◆ Excerpt to read:

-----

Table of variants with preprocessed/filtered transcript consequences prepared for annotation.

gnomad.utils.transcript_annotation.tx_annotate_variants(ht, tx_ht, tissues_to_filter=None, vep_root='vep', vep_annotation='transcript_consequences')[source]

Annotate variants with transcript-based expression values or expression proportion from GTEx.

Parameters:
  • ht (Table) – Table of variants to annotate, it should contain the nested fields: {vep_root}.{vep_annotation}.

  • tx_ht (Table) – Table of transcript expression information.

  • tissues_to_filter (Optional[List[str]]) – Optional list of tissues to exclude from the output. Default is None.

  • vep_root (str) – Name used for root VEP annotation. Default is ‘vep’.

  • vep_annotation (str) – Name of annotation under vep_root, one of the processed consequences: [“transcript_consequences”, “worst_csq_by_gene”, “worst_csq_for_variant”, “worst_csq_by_gene_canonical”, “worst_csq_for_variant_canonical”]. For example, if you want to annotate each variant with the worst consequence in each gene it falls on and the transcript expression, you would use “worst_csq_by_gene”. Default is “transcript_consequences”.

Return type:

Table

Returns:

Input Table with transcript expression information annotated.

gnomad.utils.transcript_annotation.tx_aggregate_variants(ht, additional_group_by=('alleles', 'gene_symbol', 'most_severe_consequence', 'lof', 'lof_flags'))[source]

Aggregate transcript-based expression values or expression proportion from GTEx.

-----

Dataset records
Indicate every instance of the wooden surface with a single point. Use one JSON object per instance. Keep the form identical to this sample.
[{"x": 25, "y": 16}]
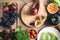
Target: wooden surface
[
  {"x": 20, "y": 5},
  {"x": 27, "y": 18}
]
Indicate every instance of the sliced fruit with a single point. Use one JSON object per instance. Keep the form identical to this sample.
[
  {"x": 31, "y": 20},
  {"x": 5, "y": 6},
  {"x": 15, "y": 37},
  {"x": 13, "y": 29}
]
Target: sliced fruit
[
  {"x": 4, "y": 4},
  {"x": 6, "y": 8},
  {"x": 9, "y": 3},
  {"x": 37, "y": 23},
  {"x": 54, "y": 19}
]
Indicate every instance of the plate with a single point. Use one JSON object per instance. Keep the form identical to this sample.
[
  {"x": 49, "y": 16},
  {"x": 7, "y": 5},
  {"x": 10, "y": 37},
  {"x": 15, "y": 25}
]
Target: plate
[{"x": 49, "y": 29}]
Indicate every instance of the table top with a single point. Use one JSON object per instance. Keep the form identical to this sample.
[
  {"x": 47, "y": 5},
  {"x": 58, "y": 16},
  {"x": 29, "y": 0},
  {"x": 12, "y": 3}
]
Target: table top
[{"x": 20, "y": 5}]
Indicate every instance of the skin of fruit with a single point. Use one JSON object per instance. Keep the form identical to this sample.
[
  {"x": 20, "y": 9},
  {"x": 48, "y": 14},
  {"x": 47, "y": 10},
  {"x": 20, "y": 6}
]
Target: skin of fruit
[
  {"x": 4, "y": 4},
  {"x": 54, "y": 19},
  {"x": 6, "y": 8}
]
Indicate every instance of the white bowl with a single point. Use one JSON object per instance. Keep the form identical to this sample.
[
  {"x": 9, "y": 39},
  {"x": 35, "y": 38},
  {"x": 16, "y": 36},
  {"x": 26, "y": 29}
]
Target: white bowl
[{"x": 49, "y": 29}]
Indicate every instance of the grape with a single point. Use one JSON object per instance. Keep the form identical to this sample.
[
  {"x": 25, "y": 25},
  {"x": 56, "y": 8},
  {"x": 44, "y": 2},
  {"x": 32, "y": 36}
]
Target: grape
[{"x": 8, "y": 18}]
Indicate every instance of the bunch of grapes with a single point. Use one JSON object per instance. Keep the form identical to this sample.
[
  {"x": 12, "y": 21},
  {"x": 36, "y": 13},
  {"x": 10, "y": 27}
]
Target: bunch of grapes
[{"x": 8, "y": 18}]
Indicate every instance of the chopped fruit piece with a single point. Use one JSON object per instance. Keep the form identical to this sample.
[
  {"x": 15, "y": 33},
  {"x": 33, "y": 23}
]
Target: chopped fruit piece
[
  {"x": 8, "y": 19},
  {"x": 6, "y": 8},
  {"x": 37, "y": 23},
  {"x": 9, "y": 3}
]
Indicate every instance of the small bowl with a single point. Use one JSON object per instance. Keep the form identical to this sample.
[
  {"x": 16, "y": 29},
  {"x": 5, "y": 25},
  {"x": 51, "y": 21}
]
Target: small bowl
[
  {"x": 52, "y": 8},
  {"x": 29, "y": 31}
]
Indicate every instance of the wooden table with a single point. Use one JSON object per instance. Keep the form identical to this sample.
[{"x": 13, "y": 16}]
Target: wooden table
[{"x": 20, "y": 5}]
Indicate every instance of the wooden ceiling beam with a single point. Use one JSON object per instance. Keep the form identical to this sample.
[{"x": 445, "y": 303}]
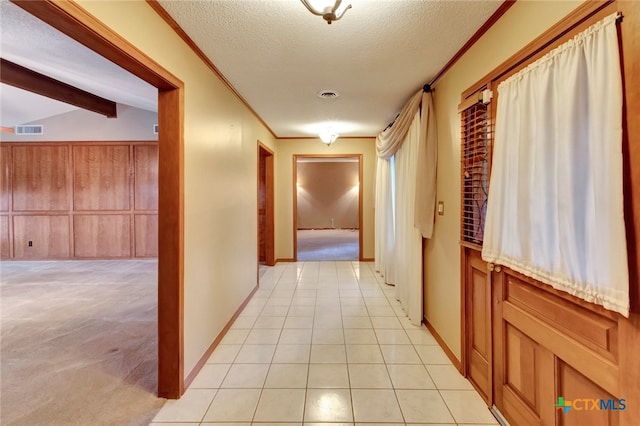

-----

◆ Work task 1: In the gnomAD transcript annotation documentation, what is the default value of the vep_root parameter of tx_annotate_variants?
◆ Work task 2: List every processed consequence that the gnomAD transcript annotation documentation names as an allowed value for vep_annotation.
◆ Work task 3: Write the next part of the gnomAD transcript annotation documentation, starting right after its last sentence.

◆ Reply 1: 'vep'

◆ Reply 2: transcript_consequences, worst_csq_by_gene, worst_csq_for_variant, worst_csq_by_gene_canonical, worst_csq_for_variant_canonical

◆ Reply 3:
Parameters:
  • ht (Table) – Table of variants annotated with transcript expression information.

  • additional_group_by (Union[Tuple[str], List[str], None]) – Optional list of additional fields to group by before sum aggregation. If None, the returned Table will be grouped by only “locus” and “gene_id” before the sum aggregation.

Return type:

Table

Returns:

Table of variants with transcript expression information aggregated.

gnomad.utils.transcript_annotation.perform_tx_annotation_pipeline(ht, tx_ht, tissues_to_filter=None, vep_root='vep', vep_annotation='transcript_consequences', filter_to_csqs=['transcript_ablation', 'splice_acceptor_variant', 'splice_donor_variant', 'stop_gained', 'frameshift_variant', 'stop_lost', 'start_lost', 'initiator_codon_variant', 'transcript_amplification', 'inframe_insertion', 'inframe_deletion', 'missense_variant', 'protein_altering_variant', 'splice_region_variant', 'incomplete_terminal_codon_variant', 'start_retained_variant', 'stop_retained_variant', 'synonymous_variant', 'coding_sequence_variant'], additional_group_by=('alleles', 'gene_symbol', 'most_severe_consequence', 'lof', 'lof_flags'), **kwargs)[source]

One-stop usage of tx_filter_variants_by_csqs, tx_annotate_variants and tx_aggregate_variants.

Parameters:
  • ht (Table) – Table of variants to annotate, it should contain the nested fields: {vep_root}.{vep_annotation}.

  • tx_ht (Table) – Table of transcript expression information.

  • tissues_to_filter (Optional[List[str]]) – Optional list of tissues to exclude from the output.

  • vep_root (str) – Name used for root VEP annotation. Default is ‘vep’.

  • vep_annotation (str) – Name of annotation under vep_root. Default is ‘transcript_consequences’.

  • filter_to_csqs (Optional[List[str]]) – Optional list of consequences to filter to. Default is None.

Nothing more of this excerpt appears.